### Input data
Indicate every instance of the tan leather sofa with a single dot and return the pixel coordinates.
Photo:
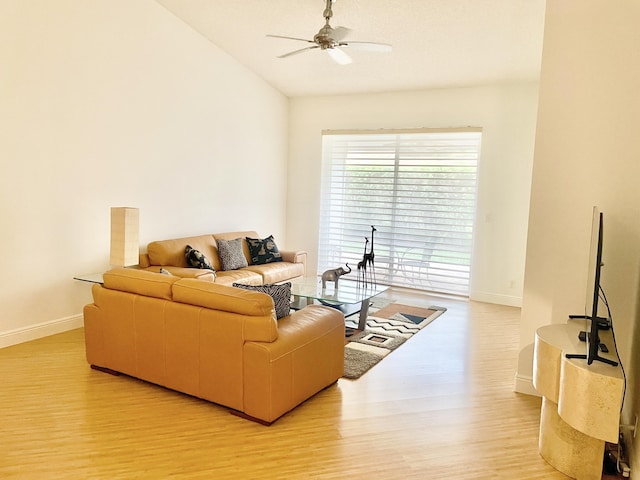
(169, 254)
(215, 342)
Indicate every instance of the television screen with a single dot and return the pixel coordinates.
(592, 301)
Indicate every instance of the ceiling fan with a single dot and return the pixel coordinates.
(332, 41)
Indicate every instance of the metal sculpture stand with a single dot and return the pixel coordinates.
(334, 275)
(368, 260)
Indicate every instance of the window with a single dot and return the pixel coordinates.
(418, 188)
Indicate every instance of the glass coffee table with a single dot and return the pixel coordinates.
(350, 297)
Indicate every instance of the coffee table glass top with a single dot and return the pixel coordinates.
(348, 292)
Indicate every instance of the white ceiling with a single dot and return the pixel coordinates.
(436, 43)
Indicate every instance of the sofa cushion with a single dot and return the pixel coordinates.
(281, 295)
(263, 250)
(244, 275)
(231, 254)
(196, 258)
(276, 272)
(141, 282)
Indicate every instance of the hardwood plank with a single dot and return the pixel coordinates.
(441, 406)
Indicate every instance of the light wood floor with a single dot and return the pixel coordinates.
(442, 406)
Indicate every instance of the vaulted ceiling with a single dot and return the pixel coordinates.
(436, 43)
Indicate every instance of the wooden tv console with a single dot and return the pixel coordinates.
(580, 403)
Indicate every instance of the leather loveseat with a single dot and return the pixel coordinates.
(169, 255)
(215, 342)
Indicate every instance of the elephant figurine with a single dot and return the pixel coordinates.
(334, 275)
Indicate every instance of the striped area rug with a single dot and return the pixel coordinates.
(387, 328)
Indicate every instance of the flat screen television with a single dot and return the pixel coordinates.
(596, 323)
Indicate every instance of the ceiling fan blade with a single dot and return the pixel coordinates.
(339, 56)
(367, 46)
(295, 52)
(291, 38)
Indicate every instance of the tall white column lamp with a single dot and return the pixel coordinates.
(125, 246)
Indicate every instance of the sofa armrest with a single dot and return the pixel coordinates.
(299, 256)
(307, 357)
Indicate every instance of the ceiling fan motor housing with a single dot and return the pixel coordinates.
(324, 38)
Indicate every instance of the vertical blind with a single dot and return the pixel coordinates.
(417, 188)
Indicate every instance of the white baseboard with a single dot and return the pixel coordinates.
(524, 384)
(33, 332)
(499, 299)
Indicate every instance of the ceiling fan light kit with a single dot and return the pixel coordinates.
(332, 41)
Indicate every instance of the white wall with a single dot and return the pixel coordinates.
(113, 103)
(587, 153)
(507, 115)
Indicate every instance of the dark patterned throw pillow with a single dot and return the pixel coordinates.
(231, 254)
(196, 258)
(263, 250)
(281, 294)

### What you are asked to do
Leave the images aside and transcribe all entries exactly.

### Answer section
Indicate every instance of the tan leather sofa with a single dot and return the pixel coordinates.
Photo:
(169, 254)
(215, 342)
Indicate every instance of the television screen with a single dot and return the pixel coordinates.
(592, 301)
Indicate every instance of the ceiling fan with a single dot and return the pixel coordinates.
(332, 41)
Indicate every instance of the metal sculpture stand with a single dot and return the pixel coordinates.
(334, 275)
(368, 260)
Indicate every instance of the window with a single dot and return the pixel coordinates.
(418, 188)
Indicate every instance of the glass coffee table with a single dot and return the pixel coordinates.
(350, 297)
Indicate every instance of the coffee table glass top with a single dot and return the pixel coordinates.
(348, 292)
Indicate every instance of the white ceiling with a single dot and return the pixel coordinates.
(436, 43)
Indicate every instance of the sofa cushion with a single dot and return the pixel coordinates.
(281, 295)
(263, 250)
(244, 275)
(231, 254)
(196, 258)
(276, 272)
(141, 282)
Indicate every instance of the hardwood plank with a single dot and return the pixel coordinates.
(441, 406)
Indicate every instance of the light wood floor with a single dot and return the pixel coordinates.
(442, 406)
Indicate every instance of the vaulted ceiling with a single dot and return the pixel coordinates.
(436, 43)
Indicate every instance of the wooden tv console with a single dot and return the pixel coordinates.
(580, 403)
Indicate every instance of the leather loveseat with a single dot and return the pixel coordinates.
(169, 255)
(215, 342)
Indicate every instance of the elephant figurine with a single dot and return the pixel coordinates.
(334, 275)
Indicate every instance of the striped area rug with a single dot and return the pixel coordinates.
(387, 328)
Indicate every instance of the flat screen television with a single dot and return the pixel coordinates.
(596, 323)
Indicate every instance of the ceiling fan blade with a single dot and return the pixel coordinates.
(339, 56)
(367, 46)
(295, 52)
(291, 38)
Indicate every instance of the tall white column lamp with a single dot and return the pixel coordinates.
(125, 246)
Indicate every instance of the sofa armrest with a single dot and return the pixel coordinates.
(299, 256)
(307, 357)
Indicate every instance of the ceiling fan motor housing with a single dot and return the pixel coordinates.
(324, 38)
Indicate every instance of the vertical blind with a single dot and return the pixel coordinates.
(417, 188)
Indicate every instance of the white baseboard with a single dot and return the pixel coordinates.
(524, 384)
(33, 332)
(499, 299)
Indicate every instance of the ceiling fan light kit with a single dot and return the pixel coordinates.
(332, 41)
Indicate every instance of the white wall with a single dot and return the pixel coordinates.
(113, 103)
(587, 153)
(507, 115)
Indicate every instance of the dark patterned throw pillow with a single dot and return the pixel coordinates.
(231, 254)
(196, 258)
(263, 250)
(281, 294)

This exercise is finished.